Image-backed grounding data
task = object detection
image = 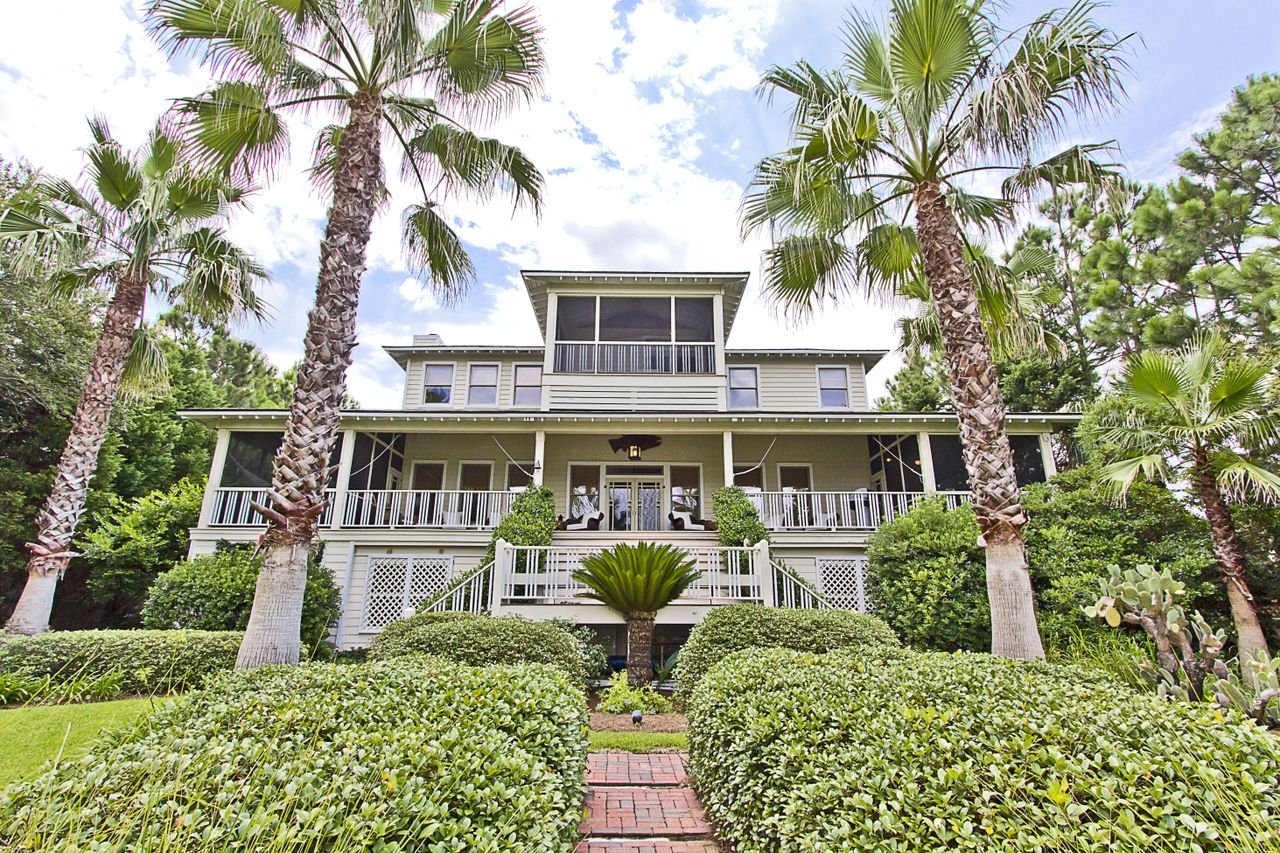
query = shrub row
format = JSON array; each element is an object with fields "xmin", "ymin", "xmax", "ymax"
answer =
[
  {"xmin": 368, "ymin": 611, "xmax": 587, "ymax": 680},
  {"xmin": 687, "ymin": 648, "xmax": 1280, "ymax": 852},
  {"xmin": 674, "ymin": 604, "xmax": 899, "ymax": 700},
  {"xmin": 1, "ymin": 655, "xmax": 590, "ymax": 850},
  {"xmin": 0, "ymin": 629, "xmax": 241, "ymax": 694}
]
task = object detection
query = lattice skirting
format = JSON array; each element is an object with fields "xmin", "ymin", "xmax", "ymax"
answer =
[
  {"xmin": 361, "ymin": 555, "xmax": 455, "ymax": 630},
  {"xmin": 816, "ymin": 557, "xmax": 872, "ymax": 613}
]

- Problem description:
Leave the pictures out and print the records above exactly as they stand.

- Reply:
task = object detection
image = 
query = shrub row
format = JSON array; each element is an object with fields "xmin", "ymin", "xmax", "ymax"
answer =
[
  {"xmin": 368, "ymin": 611, "xmax": 587, "ymax": 680},
  {"xmin": 687, "ymin": 648, "xmax": 1280, "ymax": 852},
  {"xmin": 674, "ymin": 604, "xmax": 899, "ymax": 700},
  {"xmin": 1, "ymin": 655, "xmax": 590, "ymax": 850},
  {"xmin": 0, "ymin": 629, "xmax": 241, "ymax": 694}
]
task = object detection
query = lattice skirting
format = JSON array; each element is an object with fields "xmin", "ymin", "xmax", "ymax"
answer =
[
  {"xmin": 361, "ymin": 555, "xmax": 455, "ymax": 630},
  {"xmin": 816, "ymin": 557, "xmax": 872, "ymax": 613}
]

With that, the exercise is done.